Page
# Producer for Stream Processing

## Installations and Imports

In [1]:
from scipy.special import boxcox
import requests
from kafka import KafkaProducer
import pandas as pd
import json
import time
import logging


## Helper Functions for Preprocessing

In [2]:
def zscore_normalization(df, name):
    mean = df[name].mean()
    sd = df[name].std()

    df[name] = (df[name] - mean) / sd

def preprocess(df):
    df = df.drop(columns=['Name', 'md5'])
    for i in df.columns:
        if i != 'legitimate':
            df[i] = boxcox(df[i], 0.5)
            zscore_normalization(df, i)
    correlation_matrix = df.corr()
    cols_to_drop = []
    for i in df.columns:
        for j in df.columns:
            if i != j and i != 'legitimate' and j != 'legitimate' and abs(correlation_matrix[i][j]) > 0.6 and i not in cols_to_drop and j not in cols_to_drop:
                cols_to_drop.append(i)
    cols_to_drop = set(cols_to_drop)
    df.drop(columns=cols_to_drop, inplace=True)
    return df

## Producer

### In this section the producer is created under the necessary broker, the data is extracted and preprocessed, serialized, and sent to the consumer.

In [3]:

# Set up logging
logging.basicConfig(level=logging.INFO)
logger = logging.getLogger(__name__)

# Broker address
brokers = ["*:9092"]

# GitHub raw URL for the CSV file
github_url = "https://raw.githubusercontent.com/tsimhadri-ews/internproject/malware-detection-0/src/MalwareData.csv"


# Download the CSV file from GitHub
response = requests.get(github_url)

# Check if the request was successful
if response.status_code == 200:
    # Read the data into a pandas DataFrame
    df = pd.read_csv(github_url, sep='|')
    df = preprocess(df)
    df = df.drop(columns=['legitimate'])
    df = df.head(5)
    logger.info("CSV file successfully downloaded and processed")
else:
    logger.error(f"Failed to download file: {response.status_code}")
    exit()

# Replace with your topic name
topic = "testTopic"

# Create a Kafka producer
producer = KafkaProducer(
    bootstrap_servers=brokers,
    value_serializer=lambda message: json.dumps(message).encode('utf-8'),
)
logger.info("Kafka producer created successfully")

# Function to send data to Kafka in batches
def stream_data_to_kafka(dataframe, batch_size, sleep_time):
    num_batches = len(dataframe) // batch_size + (1 if len(dataframe) % batch_size != 0 else 0)
    logger.info(f"Streaming data in {num_batches} batches of {batch_size} rows each")
    
    for i in range(num_batches):
        start_index = i * batch_size
        end_index = min((i + 1) * batch_size, len(dataframe))
        
        batch = dataframe.iloc[start_index:end_index]
        
        for index, row in batch.iterrows():
            data = row.to_dict()

Work to complete
Copy the Kafka producer page word for word, starting with "# Broker address" and going on through "df = pd.read_csv(github_url, sep='|')". Rely on nothing but the Kafka producer page above.

Information shown
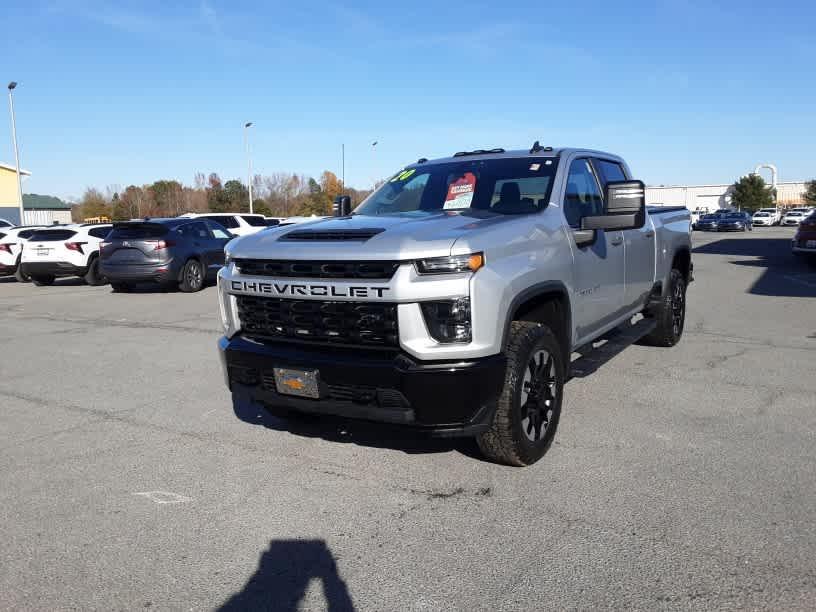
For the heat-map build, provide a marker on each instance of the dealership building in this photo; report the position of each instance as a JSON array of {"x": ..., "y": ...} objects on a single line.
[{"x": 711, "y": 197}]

Answer for the task
# Broker address
brokers = ["*:9092"]

# GitHub raw URL for the CSV file
github_url = "https://raw.githubusercontent.com/tsimhadri-ews/internproject/malware-detection-0/src/MalwareData.csv"


# Download the CSV file from GitHub
response = requests.get(github_url)

# Check if the request was successful
if response.status_code == 200:
    # Read the data into a pandas DataFrame
    df = pd.read_csv(github_url, sep='|')